[[ Text provided, beginning ]]

The state of the palliative care workforce is at an inflection point, as employers see both challenges and opportunities in their strategies to boost recruitment and retention.
Palliative care providers have weathered many challenges in recent years, including evolving regulations and reimbursement structures, a global pandemic and widespread staffing shortages.
Workforce shortages have long plagued the health care system, but the approaches to building up future palliative care clinicians are evolving, according to Susan Reinhard, senior vice president and director of the AARP Public Policy Institute. Reinhard is also chief strategist of AARP’s Center to Champion Nursing in America and Family Caregiving Initiatives.
Palliative providers are increasingly recognizing that younger generations and those newer to the field often lack awareness of the mental, physical and psychological challenges of serious illness care delivery, Reinhard stated.
Building better supports that help train and prepare future palliative workforces is a crucial need amid rising demand, she said at a recent conference held by the Coalition to Transform Advanced Care (C-TAC) and the Center to Advance Palliative Care (CAPC).
“We’ve had nursing and health care worker shortages before, but this is different,” Reinhard said at the C-TAC–CAPC Leadership Summit in Washington, D.C. “New nursing entrants are seeing that this takes a lot of development. Students haven’t had as much direct care experience. They were doing a lot of simulations, but they would get into the actual environment and say, ‘Wait a minute. This is wild.’ The commonality we saw is that we have to do things differently. We can’t just work around retention; we have to change the work environment.”
Technology is playing an increasingly important role in preparing the next wave of palliative professionals to understand the nuances of serious illness care delivery, Reinhard said.
“People have questions about [this care], and that’s where virtual nursing and AI can come in,” she said. “It’s ensuring that workers really understand things like how AI can reduce charting, and that can be so huge to reduce the burden on physicians, nurses and others. Technology can be huge in changing care delivery, scheduling and trying to understand where care is needed and matching it up with the right workers. It’s about that staff ratio and finding more people with more confidence to deliver this care.”

[[ Text provided, end ]]
[[ Recorded information, beginning ]]

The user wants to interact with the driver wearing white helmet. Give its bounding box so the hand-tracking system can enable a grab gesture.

[[ Recorded information, end ]]

■ **Your tasks**:
A – Answer these questions using the text on the palliative care workforce:
(i) What title does Susan Reinhard hold at the AARP Public Policy Institute?
(ii) In which city was the C-TAC–CAPC Leadership Summit held?
(iii) According to Reinhard, what task can AI reduce for physicians, nurses and others?
B – Reproduce the palliative care workforce text from "Workforce shortages have" to "delivery, Reinhard stated.", swapping "younger generations" for "recent graduates".
C – Finish out the next part of the text on the palliative care workforce, picking up from its final sentence.
The listing was taken from a different source.

■ **Responses**:
A –
(i) Senior vice president and director
(ii) Washington, D.C.
(iii) Charting

B –
Workforce shortages have long plagued the health care system, but the approaches to building up future palliative care clinicians are evolving, according to Susan Reinhard, senior vice president and director of the AARP Public Policy Institute. Reinhard is also chief strategist of AARP’s Center to Champion Nursing in America and Family Caregiving Initiatives.
Palliative providers are increasingly recognizing that recent graduates and those newer to the field often lack awareness of the mental, physical and psychological challenges of serious illness care delivery, Reinhard stated.

C –
Navigating a sea of changes has strengthened palliative care organizations in their ability to be adaptive and creative with their workforce development strategies, according to Dr. Jay Bhatt, managing director at Deloitte Health.
“One interesting thing that COVID illuminated is that you’re a health company not just for your employees, but [also] those that you care for, and for those that care for you from a caregiving standpoint,” Bhatt said at the conference. “That, alongside regulatory tailwinds and the economic case has created this opportunity to really accelerate how this care looks different. We [also] have a system that is very payment-specific in the care model. It’s reorienting across the board what are the menus of the right care model that include direct care workers, family caregivers and other kinds of health workers. How do we align support to do that, because that’ll get us to the next level.”
Bhatt is also executive director of the Deloitte Center for Health Solutions (DCHS) and the Deloitte Health Equity Institute.
One key to growing the palliative care workforce is building an organizational culture that encourages employee feedback and engagement, he said. This is an important part of building trust among staff and understanding areas with room for improvement, he said.
Trust is a significant factor in workforce retention, according to Bhatt.
Nearly a quarter of front-line clinicians across the continuum lack trust in their organization’s leadership, including those working for palliative care providers, a recent Deloitte study found.
“Our research suggests that we see a trust deficit of 23% of the frontline workforce do not trust leadership and organizations,” Bhatt said. “If we do nothing different, it is in crisis and it is urgent.”